• [WORK TO DO] Copy the lines below word for word, starting with the line that contains "the tree trunk" and going on through the line that contains "Target: tree bark".

• [GIVEN ENTRIES]
-=-=-
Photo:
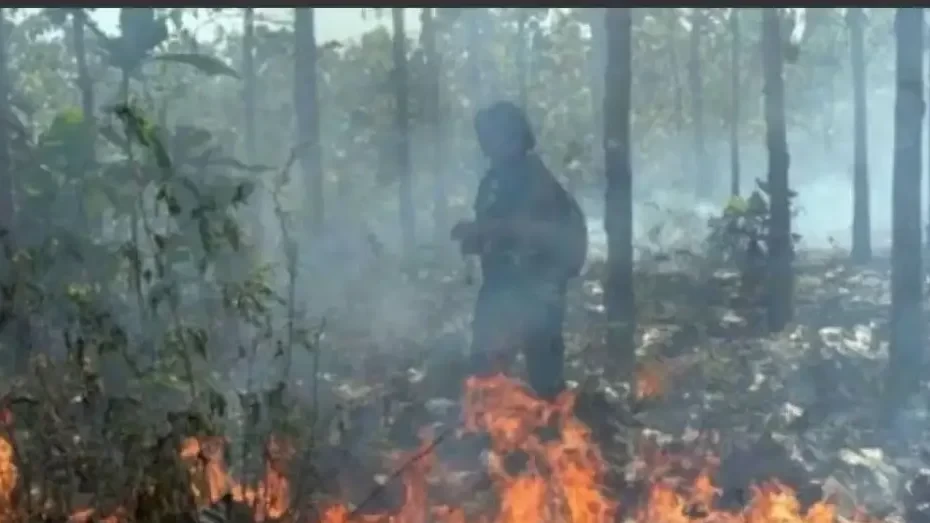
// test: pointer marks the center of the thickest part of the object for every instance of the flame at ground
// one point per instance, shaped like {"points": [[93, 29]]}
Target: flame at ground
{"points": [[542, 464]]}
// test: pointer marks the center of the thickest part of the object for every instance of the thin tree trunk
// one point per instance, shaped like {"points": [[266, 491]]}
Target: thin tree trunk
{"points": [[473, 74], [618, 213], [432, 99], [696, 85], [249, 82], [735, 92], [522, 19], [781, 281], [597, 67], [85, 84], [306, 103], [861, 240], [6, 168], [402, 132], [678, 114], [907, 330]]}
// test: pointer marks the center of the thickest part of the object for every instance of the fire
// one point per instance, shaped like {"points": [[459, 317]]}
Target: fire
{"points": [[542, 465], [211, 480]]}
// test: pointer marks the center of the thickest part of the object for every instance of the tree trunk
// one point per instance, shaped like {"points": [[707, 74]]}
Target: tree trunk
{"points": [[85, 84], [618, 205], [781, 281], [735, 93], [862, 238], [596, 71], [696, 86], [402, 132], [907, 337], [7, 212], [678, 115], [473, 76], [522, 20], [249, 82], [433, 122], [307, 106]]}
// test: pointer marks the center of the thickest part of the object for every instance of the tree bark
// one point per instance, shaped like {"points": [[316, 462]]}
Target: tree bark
-=-=-
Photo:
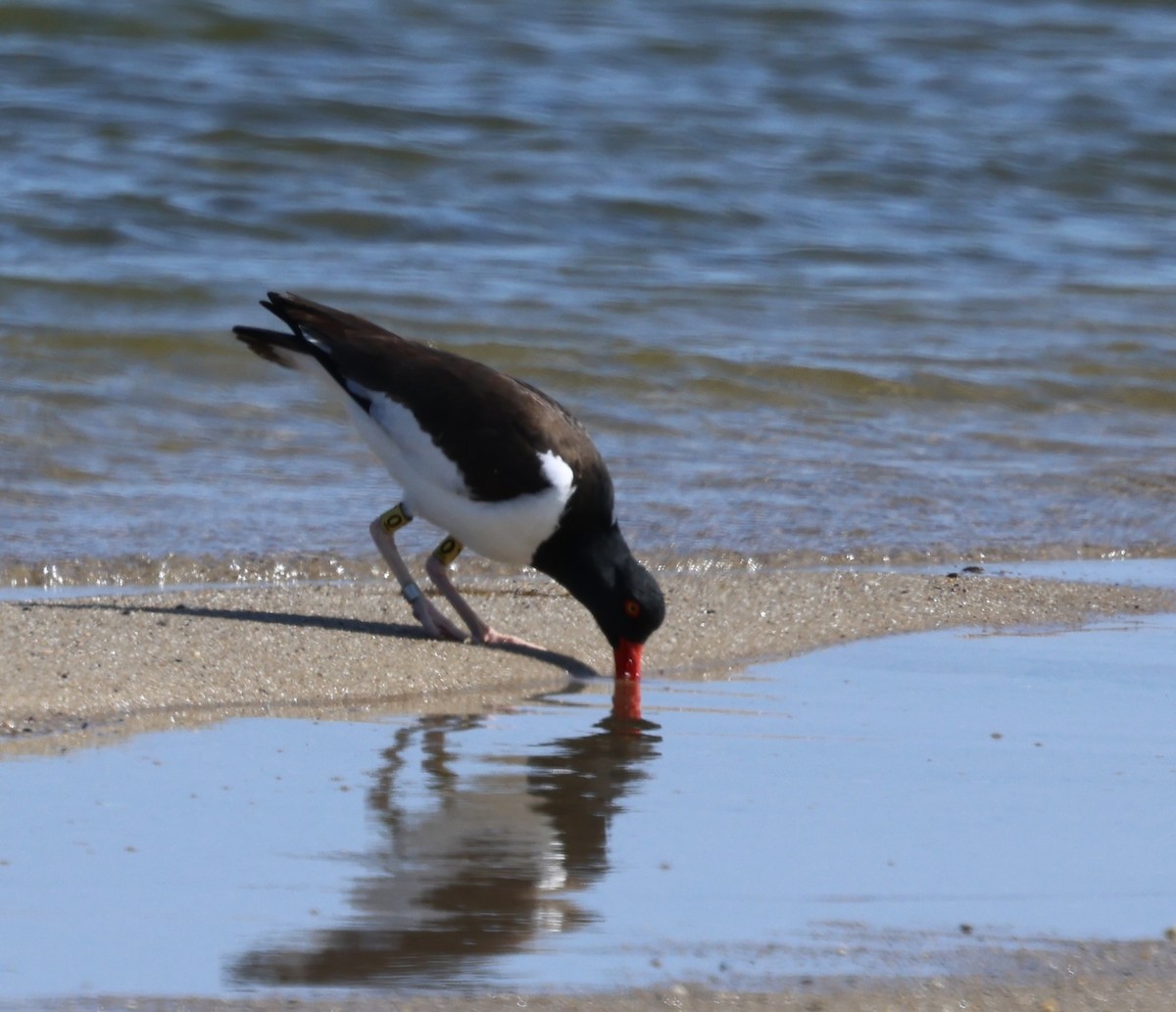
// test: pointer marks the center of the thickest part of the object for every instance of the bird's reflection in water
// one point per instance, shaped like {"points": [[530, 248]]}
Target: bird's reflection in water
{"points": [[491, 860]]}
-=-=-
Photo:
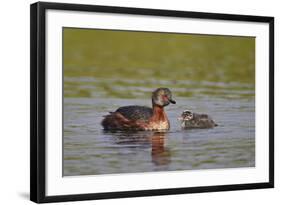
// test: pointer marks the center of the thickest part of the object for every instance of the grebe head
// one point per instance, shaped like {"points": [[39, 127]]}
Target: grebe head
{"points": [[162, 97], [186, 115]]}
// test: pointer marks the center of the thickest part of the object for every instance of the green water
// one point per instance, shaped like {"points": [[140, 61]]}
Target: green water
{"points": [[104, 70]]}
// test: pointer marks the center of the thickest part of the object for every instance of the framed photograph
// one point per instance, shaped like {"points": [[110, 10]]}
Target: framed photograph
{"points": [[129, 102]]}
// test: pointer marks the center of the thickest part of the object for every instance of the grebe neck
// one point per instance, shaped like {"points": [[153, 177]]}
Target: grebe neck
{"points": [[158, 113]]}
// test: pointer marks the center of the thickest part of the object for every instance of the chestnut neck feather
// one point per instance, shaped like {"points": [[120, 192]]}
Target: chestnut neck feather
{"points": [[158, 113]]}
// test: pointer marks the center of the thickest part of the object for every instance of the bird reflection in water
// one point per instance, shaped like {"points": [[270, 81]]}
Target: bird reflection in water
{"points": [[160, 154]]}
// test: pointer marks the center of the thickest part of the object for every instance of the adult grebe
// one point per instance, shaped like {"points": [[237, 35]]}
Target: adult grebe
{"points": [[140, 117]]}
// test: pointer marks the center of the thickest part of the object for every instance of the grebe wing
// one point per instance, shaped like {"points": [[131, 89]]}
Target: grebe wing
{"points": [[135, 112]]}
-=-=-
• [PROBLEM SOLUTION]
// test: pointer marks the center of the thickest part of the object for every instance of the tree trunk
// one point per instance, shaped like {"points": [[707, 74]]}
Target: tree trunk
{"points": [[85, 84], [618, 205], [781, 281], [735, 93], [862, 238], [596, 71], [696, 86], [402, 132], [907, 337], [7, 212], [678, 115], [473, 76], [522, 20], [249, 82], [433, 122], [307, 106]]}
// test: pointer marks the center of the thickest part of the object for every instance of the tree bark
// one point per instance, shaped like {"points": [[316, 462]]}
Target: tree bark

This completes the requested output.